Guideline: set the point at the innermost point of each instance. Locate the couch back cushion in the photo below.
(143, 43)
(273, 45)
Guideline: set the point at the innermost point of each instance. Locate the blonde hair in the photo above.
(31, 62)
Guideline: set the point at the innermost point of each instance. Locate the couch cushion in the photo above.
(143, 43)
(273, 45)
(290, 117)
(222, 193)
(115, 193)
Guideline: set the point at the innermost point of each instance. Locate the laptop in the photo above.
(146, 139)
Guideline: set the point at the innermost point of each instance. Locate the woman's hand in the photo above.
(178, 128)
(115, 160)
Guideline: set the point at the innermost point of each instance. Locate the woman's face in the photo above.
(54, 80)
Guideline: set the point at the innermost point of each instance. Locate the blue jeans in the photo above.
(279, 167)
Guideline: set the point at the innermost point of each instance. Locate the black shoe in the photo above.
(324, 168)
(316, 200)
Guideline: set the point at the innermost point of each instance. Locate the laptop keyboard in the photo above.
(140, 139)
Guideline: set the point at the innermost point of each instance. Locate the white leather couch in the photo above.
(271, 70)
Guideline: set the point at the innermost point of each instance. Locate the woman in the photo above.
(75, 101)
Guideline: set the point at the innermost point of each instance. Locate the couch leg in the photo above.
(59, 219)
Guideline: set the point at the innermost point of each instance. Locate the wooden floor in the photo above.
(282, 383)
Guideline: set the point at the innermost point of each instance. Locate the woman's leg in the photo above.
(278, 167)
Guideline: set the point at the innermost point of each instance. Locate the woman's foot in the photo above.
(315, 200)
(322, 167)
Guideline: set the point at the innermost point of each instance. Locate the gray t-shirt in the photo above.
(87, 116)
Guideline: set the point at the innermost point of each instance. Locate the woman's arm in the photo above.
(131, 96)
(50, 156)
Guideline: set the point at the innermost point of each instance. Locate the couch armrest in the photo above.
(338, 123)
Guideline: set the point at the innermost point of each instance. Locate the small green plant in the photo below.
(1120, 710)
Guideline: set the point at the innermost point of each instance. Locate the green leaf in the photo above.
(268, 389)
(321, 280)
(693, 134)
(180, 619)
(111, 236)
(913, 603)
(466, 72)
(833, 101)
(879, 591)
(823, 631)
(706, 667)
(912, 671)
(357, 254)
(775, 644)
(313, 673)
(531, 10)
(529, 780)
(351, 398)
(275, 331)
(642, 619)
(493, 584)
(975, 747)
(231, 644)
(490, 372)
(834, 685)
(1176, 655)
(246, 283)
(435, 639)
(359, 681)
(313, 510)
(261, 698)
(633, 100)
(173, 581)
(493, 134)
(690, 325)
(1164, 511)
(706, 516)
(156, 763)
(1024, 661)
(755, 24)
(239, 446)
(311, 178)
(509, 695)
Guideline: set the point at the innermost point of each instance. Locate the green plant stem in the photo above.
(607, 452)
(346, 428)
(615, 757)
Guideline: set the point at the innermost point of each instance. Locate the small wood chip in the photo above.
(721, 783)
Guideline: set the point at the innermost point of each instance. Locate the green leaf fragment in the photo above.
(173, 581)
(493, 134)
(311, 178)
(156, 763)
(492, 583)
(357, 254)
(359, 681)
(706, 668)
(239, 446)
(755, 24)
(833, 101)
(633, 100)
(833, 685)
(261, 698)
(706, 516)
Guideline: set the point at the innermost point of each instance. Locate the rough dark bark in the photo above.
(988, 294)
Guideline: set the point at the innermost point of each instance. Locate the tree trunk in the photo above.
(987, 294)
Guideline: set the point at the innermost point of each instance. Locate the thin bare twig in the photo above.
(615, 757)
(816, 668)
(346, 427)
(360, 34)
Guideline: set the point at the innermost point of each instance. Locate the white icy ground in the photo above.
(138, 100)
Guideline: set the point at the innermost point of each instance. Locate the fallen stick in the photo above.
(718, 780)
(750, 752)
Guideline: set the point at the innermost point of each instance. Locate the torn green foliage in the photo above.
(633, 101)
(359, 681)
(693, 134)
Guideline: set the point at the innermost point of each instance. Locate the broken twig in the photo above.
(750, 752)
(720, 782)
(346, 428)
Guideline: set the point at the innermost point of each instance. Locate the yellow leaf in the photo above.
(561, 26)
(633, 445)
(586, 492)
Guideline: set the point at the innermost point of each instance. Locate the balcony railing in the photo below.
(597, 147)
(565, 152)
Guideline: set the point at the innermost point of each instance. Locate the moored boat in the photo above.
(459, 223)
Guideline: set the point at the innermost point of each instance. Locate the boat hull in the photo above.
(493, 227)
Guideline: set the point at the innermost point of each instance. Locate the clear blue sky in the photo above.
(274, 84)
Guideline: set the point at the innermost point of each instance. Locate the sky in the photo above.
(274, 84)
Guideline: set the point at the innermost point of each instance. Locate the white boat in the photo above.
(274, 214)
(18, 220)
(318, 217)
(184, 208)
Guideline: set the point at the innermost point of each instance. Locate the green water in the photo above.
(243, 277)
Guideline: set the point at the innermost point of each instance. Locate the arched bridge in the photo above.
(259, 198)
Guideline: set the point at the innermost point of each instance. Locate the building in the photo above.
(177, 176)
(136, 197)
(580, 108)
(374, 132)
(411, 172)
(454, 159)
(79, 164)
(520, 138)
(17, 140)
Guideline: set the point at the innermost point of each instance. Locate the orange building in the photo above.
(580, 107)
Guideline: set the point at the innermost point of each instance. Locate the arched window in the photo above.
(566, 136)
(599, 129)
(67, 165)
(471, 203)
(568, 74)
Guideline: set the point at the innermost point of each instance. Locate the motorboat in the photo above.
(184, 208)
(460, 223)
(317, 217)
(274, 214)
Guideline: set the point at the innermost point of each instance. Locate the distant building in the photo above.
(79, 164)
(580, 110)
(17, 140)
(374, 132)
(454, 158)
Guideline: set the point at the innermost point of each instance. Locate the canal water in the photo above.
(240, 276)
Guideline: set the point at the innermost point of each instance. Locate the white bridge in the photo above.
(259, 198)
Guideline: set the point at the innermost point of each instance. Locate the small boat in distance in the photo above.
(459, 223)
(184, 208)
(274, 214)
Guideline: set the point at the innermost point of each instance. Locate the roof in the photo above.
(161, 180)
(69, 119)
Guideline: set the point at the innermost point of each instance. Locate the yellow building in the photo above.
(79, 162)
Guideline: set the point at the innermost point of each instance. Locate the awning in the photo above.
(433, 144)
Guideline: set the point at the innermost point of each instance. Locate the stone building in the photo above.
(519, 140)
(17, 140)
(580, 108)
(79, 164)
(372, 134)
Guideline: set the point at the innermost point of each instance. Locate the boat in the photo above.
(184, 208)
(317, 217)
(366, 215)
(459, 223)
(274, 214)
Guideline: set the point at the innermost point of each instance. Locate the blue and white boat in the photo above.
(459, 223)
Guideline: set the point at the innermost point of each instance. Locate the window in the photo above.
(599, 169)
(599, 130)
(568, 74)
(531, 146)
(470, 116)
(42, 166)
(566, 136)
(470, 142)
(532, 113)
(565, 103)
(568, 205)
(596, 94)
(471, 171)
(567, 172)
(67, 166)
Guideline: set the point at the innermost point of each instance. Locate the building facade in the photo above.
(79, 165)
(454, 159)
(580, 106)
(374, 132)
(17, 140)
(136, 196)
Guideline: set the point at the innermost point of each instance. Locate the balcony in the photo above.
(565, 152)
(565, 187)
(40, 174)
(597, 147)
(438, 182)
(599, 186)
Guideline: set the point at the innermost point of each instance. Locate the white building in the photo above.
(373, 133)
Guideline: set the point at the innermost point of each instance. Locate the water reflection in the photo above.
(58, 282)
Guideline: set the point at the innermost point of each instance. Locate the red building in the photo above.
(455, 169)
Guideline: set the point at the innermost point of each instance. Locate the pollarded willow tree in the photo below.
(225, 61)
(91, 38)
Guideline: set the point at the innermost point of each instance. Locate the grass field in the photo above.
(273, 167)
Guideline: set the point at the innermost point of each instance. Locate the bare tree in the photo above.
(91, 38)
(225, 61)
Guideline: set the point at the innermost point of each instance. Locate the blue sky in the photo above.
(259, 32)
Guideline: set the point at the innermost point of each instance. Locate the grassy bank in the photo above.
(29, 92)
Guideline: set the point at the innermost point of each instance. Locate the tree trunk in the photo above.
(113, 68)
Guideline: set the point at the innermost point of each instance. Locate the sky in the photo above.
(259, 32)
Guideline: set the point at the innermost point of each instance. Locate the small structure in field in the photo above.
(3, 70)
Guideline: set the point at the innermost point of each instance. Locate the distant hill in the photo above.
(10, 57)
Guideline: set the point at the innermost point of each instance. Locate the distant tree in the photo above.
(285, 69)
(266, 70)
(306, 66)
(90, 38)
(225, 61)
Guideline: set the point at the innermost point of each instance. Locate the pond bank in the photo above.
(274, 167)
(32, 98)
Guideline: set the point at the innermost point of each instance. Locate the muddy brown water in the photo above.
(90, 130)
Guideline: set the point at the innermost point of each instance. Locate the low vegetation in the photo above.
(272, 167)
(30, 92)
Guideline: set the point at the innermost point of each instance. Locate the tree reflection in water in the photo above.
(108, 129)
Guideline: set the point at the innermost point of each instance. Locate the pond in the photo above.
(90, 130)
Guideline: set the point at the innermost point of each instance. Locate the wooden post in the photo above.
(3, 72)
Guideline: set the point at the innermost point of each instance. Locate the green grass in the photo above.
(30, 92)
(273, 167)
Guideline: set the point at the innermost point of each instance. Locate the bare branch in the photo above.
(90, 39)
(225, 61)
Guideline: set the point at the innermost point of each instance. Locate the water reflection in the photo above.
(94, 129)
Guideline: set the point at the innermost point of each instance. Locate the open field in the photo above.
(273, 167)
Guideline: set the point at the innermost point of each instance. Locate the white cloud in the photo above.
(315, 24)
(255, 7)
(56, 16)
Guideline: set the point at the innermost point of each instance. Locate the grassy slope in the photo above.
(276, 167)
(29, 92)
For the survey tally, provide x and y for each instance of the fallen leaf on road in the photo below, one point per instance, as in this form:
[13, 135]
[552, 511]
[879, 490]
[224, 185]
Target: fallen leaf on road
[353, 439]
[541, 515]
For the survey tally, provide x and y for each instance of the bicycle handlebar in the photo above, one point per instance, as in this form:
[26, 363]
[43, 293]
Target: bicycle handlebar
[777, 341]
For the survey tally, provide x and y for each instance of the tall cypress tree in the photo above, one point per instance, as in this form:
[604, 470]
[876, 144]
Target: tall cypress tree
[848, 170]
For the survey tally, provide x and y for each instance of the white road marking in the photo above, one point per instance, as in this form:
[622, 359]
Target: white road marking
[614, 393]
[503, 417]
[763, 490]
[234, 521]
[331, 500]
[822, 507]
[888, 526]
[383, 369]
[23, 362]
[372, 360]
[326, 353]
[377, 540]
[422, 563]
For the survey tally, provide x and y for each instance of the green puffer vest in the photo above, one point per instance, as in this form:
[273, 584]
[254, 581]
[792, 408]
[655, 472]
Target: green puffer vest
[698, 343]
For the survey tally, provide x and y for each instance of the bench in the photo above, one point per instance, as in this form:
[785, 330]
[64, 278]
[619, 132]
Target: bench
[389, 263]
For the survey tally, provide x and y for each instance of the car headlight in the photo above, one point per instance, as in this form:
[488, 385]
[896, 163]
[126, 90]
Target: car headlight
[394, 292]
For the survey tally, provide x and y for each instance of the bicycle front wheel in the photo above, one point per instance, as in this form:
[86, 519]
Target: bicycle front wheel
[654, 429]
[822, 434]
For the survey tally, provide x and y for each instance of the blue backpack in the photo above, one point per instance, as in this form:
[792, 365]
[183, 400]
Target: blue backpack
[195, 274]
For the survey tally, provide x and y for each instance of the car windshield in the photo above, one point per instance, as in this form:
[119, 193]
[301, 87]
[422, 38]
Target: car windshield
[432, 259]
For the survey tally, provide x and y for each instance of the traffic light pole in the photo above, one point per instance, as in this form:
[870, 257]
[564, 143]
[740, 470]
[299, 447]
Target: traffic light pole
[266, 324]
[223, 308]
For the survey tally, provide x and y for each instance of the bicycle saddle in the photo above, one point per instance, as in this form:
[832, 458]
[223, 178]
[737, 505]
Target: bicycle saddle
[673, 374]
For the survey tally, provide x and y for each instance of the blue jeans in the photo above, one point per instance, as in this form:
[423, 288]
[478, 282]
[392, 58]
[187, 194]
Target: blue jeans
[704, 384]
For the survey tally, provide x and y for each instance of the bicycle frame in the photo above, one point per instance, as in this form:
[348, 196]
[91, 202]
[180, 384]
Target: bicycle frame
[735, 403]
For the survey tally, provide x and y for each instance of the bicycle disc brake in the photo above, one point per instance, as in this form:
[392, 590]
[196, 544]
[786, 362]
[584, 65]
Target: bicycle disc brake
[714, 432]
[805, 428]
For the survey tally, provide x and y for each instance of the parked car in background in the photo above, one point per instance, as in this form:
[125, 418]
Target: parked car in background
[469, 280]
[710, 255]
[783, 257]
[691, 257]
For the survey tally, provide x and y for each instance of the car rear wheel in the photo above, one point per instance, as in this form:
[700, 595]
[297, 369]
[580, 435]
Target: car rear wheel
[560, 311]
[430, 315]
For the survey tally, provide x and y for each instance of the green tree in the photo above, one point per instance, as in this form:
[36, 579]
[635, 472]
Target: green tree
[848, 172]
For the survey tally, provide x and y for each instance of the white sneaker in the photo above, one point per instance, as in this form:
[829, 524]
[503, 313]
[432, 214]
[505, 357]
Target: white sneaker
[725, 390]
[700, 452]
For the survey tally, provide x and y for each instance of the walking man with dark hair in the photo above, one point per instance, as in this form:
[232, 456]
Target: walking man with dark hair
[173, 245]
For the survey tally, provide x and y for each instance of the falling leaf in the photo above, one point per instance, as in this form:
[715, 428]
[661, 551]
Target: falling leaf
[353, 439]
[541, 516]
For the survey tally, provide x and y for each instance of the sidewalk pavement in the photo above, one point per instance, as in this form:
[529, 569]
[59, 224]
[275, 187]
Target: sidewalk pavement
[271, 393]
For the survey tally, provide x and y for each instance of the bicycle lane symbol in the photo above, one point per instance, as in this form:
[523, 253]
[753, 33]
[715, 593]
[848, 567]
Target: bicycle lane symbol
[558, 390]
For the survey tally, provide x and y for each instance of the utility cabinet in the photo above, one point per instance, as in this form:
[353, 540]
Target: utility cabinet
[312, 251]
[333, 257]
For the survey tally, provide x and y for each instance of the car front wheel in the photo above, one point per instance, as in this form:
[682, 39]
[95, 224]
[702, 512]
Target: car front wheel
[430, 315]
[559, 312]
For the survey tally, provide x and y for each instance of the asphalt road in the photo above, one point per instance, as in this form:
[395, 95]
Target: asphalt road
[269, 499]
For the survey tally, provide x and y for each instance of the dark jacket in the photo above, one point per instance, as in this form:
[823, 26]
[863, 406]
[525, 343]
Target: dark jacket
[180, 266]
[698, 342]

▸ Given instruction: Render as a numbered list the lines above, from the line containing "of the dark" through the last line of the records, and leave out any blank lines.

▸ Task output:
1. For the survey tally, provide x and y for each instance of the dark jacket in the photo above, one point per instance, as in this form:
2. [823, 26]
3. [863, 406]
4. [525, 343]
5. Target: dark jacket
6. [180, 266]
7. [698, 342]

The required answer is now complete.